#### Records to process ####

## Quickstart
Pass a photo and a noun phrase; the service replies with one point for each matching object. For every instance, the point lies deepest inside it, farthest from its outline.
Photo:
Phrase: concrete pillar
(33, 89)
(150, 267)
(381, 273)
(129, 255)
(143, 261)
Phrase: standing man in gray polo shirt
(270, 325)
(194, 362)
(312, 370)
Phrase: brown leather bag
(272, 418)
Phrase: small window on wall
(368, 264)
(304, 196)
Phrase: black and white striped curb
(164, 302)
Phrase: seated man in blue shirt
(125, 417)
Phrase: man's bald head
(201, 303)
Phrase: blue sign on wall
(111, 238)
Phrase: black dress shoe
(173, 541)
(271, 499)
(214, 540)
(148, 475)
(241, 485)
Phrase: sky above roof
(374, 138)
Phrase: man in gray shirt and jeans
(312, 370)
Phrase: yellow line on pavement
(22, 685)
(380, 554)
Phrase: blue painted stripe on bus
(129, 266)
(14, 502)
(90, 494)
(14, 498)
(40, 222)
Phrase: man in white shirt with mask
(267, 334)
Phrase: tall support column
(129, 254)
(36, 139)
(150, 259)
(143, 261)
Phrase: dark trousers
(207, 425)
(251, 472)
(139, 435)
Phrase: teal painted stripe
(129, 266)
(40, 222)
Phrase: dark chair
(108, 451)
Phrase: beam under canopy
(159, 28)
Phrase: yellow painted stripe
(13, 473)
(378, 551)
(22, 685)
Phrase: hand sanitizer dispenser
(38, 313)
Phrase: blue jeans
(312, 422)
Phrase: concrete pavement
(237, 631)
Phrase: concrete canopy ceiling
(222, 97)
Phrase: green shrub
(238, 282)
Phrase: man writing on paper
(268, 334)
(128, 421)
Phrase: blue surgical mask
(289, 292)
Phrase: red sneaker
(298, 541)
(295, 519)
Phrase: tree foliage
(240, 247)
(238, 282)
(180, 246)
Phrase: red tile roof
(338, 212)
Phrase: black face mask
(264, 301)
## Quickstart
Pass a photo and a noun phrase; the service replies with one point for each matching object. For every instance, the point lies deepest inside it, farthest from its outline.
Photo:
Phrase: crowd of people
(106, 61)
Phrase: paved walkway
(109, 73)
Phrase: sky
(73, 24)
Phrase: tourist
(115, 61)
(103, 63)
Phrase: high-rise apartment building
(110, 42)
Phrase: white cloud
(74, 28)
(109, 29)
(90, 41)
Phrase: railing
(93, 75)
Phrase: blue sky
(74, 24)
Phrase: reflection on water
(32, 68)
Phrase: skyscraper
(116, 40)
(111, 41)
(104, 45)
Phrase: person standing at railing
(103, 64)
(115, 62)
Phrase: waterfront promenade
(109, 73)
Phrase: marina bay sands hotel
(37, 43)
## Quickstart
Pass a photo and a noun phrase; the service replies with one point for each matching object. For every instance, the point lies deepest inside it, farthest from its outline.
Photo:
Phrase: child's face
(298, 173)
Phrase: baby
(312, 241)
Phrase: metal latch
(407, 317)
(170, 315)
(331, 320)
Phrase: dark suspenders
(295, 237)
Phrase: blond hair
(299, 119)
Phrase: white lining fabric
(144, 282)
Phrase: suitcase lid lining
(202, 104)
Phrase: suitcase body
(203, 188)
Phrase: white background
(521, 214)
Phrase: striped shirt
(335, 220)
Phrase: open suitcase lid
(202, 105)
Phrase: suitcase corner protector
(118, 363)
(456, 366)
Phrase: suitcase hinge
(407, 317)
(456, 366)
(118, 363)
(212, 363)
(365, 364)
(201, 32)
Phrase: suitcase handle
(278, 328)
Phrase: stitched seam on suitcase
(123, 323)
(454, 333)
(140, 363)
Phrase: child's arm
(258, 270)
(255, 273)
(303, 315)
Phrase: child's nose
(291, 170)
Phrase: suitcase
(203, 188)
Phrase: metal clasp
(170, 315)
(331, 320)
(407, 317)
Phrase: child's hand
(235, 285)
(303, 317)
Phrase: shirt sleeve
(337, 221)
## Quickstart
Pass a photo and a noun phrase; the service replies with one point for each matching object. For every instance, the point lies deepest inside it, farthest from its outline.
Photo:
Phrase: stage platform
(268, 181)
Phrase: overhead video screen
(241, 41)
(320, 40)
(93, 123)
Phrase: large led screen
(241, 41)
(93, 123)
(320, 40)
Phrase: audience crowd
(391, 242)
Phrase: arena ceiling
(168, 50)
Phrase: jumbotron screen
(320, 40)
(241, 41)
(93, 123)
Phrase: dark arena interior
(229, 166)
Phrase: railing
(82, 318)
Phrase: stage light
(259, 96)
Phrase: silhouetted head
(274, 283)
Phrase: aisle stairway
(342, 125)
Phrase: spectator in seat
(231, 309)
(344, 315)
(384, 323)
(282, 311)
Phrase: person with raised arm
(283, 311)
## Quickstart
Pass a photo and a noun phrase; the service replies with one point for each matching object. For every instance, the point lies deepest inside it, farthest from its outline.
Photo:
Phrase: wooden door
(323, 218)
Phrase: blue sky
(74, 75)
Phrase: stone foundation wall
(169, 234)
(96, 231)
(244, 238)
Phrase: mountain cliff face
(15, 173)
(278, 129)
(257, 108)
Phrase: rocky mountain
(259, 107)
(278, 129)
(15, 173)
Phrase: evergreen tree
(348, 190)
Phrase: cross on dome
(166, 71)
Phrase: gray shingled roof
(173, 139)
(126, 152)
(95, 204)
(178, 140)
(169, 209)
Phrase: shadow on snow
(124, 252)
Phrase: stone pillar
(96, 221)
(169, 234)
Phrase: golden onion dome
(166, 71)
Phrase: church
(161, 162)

####
#### Records to process ####

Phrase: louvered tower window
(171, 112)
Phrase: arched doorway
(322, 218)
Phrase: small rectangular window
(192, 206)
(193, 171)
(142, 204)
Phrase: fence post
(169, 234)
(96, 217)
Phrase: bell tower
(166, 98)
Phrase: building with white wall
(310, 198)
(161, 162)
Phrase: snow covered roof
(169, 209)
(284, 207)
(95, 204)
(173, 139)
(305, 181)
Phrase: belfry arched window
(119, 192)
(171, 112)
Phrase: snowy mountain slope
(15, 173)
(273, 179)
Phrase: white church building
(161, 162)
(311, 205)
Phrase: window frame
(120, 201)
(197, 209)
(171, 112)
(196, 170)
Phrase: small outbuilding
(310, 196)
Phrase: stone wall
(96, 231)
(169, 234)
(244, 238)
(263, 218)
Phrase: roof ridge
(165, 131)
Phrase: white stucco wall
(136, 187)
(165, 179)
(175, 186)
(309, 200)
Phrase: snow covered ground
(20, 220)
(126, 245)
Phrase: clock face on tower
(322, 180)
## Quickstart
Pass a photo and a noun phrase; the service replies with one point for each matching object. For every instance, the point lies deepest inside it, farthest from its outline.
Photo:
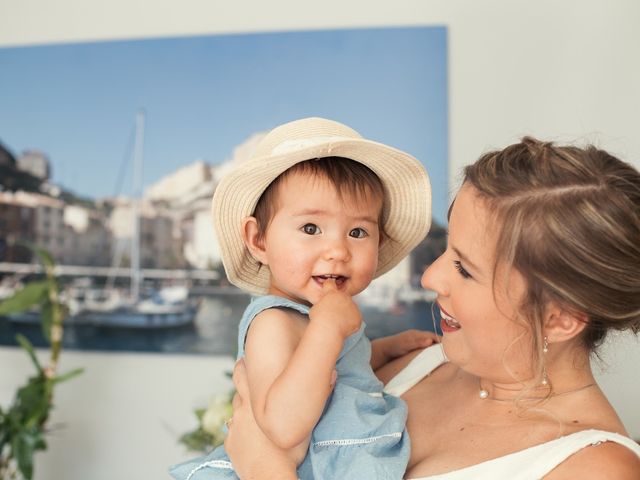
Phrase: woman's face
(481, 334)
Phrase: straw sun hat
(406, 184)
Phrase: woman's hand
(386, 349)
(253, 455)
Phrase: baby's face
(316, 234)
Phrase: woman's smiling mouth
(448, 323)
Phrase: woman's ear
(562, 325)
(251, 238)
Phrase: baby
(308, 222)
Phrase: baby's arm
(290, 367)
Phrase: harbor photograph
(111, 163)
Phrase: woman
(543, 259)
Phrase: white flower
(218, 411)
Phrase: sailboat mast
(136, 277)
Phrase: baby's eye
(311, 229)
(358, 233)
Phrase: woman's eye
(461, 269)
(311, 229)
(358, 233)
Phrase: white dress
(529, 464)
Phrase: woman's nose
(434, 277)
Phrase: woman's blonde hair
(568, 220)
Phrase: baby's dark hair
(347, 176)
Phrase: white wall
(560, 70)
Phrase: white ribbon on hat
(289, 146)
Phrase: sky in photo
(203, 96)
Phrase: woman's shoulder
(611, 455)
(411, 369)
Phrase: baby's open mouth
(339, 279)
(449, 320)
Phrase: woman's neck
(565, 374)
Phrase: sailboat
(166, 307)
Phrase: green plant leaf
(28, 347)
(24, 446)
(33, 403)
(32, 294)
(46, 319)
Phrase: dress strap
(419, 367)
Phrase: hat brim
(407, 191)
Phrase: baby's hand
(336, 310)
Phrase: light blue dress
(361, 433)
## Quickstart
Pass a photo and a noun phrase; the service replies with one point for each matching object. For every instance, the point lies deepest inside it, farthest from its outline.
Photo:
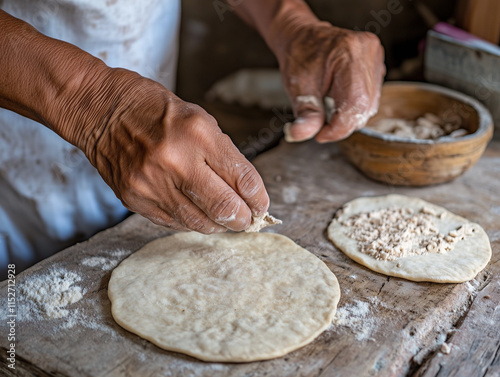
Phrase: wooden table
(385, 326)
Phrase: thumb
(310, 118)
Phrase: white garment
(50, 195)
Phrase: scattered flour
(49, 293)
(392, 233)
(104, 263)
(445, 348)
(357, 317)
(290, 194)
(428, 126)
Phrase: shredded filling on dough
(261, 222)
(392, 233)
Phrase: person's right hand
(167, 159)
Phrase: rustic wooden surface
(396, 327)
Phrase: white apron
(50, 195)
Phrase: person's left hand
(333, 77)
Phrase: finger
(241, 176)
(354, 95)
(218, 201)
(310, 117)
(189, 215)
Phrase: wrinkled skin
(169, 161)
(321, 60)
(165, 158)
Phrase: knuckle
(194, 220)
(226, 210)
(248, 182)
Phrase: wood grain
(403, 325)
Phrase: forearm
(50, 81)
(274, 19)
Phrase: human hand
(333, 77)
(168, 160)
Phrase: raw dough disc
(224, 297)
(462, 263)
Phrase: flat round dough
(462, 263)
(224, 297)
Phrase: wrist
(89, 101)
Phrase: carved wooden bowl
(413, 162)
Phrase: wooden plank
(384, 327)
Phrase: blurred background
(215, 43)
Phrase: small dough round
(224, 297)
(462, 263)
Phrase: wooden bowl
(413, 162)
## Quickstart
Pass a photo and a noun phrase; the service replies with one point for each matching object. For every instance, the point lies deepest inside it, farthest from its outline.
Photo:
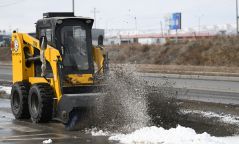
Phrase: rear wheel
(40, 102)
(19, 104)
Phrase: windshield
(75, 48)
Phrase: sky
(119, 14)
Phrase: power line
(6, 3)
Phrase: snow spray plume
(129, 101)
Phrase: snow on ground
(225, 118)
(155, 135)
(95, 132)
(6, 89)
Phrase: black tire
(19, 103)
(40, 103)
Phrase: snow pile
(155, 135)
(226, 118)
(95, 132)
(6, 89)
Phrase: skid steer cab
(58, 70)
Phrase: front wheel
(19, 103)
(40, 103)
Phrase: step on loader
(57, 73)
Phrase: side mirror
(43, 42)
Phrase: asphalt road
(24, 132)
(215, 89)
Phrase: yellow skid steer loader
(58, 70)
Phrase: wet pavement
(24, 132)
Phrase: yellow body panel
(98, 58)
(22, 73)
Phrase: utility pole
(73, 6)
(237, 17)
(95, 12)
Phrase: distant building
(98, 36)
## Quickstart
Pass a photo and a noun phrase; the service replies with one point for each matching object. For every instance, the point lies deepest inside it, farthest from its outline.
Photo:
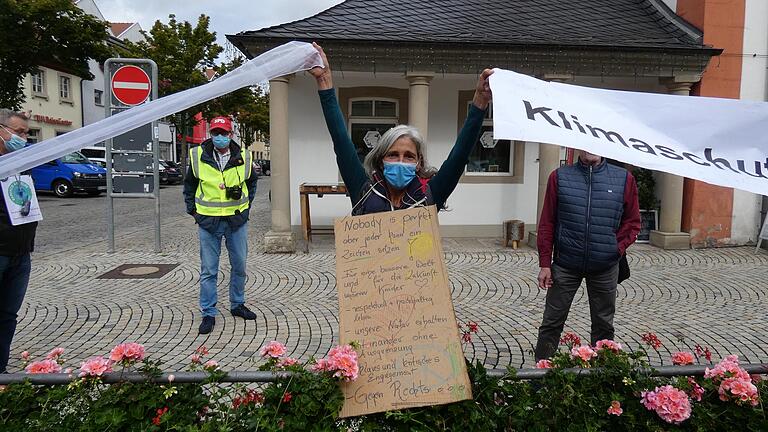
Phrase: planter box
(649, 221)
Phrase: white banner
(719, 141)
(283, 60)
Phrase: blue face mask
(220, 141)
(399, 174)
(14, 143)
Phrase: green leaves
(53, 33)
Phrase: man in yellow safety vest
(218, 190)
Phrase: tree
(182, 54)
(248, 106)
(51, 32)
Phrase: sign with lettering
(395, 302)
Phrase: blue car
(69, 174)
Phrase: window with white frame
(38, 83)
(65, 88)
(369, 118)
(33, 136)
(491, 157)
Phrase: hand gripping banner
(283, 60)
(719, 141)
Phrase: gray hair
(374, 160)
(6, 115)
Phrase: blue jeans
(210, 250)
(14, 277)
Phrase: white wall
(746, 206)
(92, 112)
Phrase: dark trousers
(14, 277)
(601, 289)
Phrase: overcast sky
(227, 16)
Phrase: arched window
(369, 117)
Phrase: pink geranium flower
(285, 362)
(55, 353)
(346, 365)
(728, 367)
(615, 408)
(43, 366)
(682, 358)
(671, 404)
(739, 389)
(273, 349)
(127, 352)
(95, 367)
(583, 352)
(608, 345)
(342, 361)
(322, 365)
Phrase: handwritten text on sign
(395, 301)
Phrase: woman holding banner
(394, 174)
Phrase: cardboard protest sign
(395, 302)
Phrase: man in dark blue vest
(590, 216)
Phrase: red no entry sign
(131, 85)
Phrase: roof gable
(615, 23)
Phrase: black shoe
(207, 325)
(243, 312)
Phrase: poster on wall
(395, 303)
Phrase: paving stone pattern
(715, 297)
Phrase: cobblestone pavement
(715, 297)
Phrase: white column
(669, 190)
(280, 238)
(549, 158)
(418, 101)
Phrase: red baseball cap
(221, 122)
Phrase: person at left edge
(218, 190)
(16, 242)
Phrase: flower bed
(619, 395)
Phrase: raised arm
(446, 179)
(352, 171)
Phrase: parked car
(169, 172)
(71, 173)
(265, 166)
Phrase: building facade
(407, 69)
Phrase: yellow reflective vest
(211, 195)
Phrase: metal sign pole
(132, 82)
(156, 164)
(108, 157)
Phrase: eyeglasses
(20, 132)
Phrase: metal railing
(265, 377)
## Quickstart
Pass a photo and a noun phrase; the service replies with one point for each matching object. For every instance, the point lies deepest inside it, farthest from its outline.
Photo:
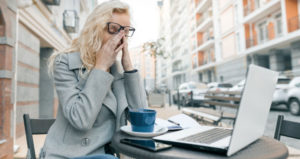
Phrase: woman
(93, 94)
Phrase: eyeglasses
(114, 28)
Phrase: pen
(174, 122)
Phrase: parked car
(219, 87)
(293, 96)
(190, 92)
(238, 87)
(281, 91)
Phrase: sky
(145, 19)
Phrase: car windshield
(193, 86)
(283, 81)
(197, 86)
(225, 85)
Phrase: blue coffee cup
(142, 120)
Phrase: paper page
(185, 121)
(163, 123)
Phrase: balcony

####
#### Records to process ####

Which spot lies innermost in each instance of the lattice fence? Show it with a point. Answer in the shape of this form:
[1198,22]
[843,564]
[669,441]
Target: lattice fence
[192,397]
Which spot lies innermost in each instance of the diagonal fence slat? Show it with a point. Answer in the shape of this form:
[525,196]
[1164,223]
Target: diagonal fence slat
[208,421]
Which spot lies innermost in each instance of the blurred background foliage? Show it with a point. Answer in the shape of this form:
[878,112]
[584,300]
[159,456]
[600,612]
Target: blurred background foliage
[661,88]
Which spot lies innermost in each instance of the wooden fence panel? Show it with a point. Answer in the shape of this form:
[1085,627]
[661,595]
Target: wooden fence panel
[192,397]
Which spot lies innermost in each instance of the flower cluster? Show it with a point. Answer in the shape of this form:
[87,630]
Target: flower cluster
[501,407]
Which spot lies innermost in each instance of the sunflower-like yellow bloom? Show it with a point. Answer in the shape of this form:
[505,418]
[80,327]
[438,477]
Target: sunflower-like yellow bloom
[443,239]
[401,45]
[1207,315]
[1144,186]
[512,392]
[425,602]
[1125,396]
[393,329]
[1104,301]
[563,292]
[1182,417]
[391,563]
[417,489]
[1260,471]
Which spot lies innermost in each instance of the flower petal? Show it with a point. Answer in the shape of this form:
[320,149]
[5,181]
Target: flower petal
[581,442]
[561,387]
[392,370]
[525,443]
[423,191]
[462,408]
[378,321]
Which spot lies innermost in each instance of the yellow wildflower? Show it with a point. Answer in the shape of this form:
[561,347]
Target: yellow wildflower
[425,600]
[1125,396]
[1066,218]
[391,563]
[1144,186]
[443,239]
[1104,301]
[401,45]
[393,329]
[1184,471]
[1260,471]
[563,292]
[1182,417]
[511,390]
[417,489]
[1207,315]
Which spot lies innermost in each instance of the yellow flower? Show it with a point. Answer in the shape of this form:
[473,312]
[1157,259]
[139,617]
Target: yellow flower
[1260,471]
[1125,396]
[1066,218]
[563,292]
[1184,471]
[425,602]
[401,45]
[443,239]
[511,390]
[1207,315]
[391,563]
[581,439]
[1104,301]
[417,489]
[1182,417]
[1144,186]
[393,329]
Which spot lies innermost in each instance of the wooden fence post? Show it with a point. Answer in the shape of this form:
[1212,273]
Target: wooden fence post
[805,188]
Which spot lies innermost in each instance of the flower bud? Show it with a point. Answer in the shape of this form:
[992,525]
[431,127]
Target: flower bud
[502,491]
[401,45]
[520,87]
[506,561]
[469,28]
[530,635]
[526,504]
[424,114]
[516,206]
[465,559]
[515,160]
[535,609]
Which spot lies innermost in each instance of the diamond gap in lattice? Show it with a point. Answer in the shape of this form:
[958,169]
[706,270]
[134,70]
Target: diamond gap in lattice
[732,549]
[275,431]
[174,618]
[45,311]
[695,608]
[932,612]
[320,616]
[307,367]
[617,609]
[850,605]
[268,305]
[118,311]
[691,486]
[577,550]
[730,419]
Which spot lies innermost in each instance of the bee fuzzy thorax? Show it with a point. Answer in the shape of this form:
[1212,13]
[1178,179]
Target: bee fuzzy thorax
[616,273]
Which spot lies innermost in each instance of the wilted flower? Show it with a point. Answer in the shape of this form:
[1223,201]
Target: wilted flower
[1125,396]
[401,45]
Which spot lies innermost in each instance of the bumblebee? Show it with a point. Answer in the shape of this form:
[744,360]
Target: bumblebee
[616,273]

####

Reproduce exactly the lines above from the line with "Phrase: car windshield" to the line with "Phrase: balcony", including both, and add nothing.

__Answer box__:
Phrase: car windshield
(193, 86)
(283, 81)
(197, 86)
(225, 85)
Phrase: blue coffee cup
(142, 120)
Phrase: paper page
(185, 121)
(163, 123)
Phrase: balcony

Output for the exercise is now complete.